──────── WORKING DATA ────────

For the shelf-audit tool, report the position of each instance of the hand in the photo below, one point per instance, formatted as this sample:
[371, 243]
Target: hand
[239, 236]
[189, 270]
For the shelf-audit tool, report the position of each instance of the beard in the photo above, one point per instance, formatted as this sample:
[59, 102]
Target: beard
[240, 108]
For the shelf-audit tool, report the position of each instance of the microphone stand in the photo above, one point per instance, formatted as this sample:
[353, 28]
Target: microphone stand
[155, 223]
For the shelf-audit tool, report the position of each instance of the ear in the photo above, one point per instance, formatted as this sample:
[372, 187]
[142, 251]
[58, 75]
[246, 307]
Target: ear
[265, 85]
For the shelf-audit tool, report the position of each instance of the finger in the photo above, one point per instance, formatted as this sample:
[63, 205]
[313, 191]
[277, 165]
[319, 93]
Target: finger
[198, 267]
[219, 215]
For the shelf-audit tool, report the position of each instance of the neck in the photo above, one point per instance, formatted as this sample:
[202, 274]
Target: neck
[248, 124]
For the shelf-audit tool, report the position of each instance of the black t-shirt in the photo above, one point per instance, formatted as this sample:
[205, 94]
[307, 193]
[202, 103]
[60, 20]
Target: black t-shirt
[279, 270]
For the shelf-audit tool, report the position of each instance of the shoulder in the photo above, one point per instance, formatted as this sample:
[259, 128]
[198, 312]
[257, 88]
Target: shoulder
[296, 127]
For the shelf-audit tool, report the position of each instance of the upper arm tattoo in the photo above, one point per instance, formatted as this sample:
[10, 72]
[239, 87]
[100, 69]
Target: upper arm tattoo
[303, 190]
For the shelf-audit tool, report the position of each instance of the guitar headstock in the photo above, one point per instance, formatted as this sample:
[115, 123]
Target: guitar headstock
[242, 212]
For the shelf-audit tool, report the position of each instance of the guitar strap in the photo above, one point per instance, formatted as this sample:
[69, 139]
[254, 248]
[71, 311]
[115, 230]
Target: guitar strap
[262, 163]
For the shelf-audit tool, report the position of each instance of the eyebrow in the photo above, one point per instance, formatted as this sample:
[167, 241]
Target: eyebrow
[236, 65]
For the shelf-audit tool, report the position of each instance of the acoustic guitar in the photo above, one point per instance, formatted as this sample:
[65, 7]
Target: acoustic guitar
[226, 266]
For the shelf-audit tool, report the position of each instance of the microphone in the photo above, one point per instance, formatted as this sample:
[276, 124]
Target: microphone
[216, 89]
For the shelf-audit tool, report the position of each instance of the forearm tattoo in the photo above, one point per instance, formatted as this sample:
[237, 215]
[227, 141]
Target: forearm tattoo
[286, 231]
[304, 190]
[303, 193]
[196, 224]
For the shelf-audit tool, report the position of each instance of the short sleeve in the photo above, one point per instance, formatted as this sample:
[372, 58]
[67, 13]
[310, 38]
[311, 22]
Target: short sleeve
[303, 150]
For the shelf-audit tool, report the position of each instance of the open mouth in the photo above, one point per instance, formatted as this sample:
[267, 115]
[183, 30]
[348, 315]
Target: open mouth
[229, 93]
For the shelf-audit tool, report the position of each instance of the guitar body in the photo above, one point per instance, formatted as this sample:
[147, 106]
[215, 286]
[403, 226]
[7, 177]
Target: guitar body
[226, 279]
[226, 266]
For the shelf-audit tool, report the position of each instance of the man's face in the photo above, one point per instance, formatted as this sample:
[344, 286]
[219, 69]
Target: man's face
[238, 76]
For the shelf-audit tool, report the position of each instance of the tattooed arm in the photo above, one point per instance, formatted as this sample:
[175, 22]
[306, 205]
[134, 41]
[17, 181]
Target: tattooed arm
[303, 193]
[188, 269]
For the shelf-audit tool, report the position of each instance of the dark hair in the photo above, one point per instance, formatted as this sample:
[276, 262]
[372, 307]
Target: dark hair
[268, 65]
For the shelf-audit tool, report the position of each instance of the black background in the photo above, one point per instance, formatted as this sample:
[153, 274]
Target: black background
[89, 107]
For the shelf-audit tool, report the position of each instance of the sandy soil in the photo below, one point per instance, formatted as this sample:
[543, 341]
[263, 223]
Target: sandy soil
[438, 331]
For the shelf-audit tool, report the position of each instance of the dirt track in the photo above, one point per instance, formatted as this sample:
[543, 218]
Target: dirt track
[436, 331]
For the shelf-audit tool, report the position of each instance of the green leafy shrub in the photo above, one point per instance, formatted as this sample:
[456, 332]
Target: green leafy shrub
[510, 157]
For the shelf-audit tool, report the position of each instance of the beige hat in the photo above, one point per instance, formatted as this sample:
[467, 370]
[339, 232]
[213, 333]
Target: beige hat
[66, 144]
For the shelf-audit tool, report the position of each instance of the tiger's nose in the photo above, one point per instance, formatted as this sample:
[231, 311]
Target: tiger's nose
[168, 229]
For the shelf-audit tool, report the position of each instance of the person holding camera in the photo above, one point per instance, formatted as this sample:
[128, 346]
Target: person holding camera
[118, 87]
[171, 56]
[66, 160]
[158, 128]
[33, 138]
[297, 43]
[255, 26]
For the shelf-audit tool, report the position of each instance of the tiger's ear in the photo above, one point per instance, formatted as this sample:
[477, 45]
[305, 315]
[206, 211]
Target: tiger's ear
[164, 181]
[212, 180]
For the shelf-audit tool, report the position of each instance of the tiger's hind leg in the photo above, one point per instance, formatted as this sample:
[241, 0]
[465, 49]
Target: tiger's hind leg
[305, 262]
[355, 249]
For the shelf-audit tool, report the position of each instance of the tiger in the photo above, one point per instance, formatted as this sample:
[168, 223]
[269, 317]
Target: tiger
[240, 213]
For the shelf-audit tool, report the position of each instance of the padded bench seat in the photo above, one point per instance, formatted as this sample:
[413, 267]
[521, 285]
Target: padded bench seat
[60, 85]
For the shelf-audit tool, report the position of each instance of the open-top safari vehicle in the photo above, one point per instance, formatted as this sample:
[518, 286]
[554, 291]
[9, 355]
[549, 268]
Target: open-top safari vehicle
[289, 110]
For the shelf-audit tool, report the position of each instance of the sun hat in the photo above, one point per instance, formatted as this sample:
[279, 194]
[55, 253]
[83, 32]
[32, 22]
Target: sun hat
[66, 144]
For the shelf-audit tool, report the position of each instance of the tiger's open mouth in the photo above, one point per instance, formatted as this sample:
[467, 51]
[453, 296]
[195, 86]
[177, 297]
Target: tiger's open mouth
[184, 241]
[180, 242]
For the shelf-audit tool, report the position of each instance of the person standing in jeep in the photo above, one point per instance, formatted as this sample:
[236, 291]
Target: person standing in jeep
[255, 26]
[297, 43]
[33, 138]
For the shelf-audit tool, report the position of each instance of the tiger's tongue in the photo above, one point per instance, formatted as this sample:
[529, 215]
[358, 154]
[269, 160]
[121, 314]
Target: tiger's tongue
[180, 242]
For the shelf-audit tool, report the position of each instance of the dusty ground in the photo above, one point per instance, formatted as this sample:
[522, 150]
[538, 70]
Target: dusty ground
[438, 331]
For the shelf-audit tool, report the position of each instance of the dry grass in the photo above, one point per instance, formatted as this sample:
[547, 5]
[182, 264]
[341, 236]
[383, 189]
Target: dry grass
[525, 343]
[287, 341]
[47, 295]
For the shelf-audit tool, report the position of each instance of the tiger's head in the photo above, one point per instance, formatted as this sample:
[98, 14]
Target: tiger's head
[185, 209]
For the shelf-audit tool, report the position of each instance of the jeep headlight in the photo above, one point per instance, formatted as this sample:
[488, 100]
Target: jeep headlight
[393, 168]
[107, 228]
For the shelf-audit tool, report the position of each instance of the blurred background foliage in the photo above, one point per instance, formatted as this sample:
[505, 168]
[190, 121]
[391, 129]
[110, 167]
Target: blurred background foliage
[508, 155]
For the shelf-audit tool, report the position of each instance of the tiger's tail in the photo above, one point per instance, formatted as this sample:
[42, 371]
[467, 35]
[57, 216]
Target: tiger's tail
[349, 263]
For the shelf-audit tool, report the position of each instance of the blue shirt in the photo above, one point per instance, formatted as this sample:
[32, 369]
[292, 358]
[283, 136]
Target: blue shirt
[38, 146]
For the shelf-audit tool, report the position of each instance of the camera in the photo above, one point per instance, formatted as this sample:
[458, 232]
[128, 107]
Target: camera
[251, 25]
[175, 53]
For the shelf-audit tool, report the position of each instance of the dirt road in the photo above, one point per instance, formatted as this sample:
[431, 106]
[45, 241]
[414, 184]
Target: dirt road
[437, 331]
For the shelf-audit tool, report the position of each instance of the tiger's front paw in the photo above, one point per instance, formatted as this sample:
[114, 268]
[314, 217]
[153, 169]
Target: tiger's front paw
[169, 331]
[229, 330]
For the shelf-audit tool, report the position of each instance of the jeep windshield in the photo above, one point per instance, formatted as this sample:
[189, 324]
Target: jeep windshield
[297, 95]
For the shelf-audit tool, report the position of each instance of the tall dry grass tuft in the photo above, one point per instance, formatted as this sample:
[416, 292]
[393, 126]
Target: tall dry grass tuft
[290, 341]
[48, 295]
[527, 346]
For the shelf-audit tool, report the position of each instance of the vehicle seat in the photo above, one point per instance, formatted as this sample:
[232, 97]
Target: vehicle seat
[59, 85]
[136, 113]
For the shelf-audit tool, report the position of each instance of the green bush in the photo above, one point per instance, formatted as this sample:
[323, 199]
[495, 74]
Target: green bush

────────

Rewrite the part of the records that opens with the line containing "the green bush" and runs through the end of the records, replacing "shelf-audit tool" with "stock-check tool" and leaving everything else unchanged.

ANSWER TO THE PROBLEM
For the stock-check tool, report the position of each instance of the green bush in the photo above, one point per instance, formatted as this sample:
[323, 199]
[495, 74]
Target: green bush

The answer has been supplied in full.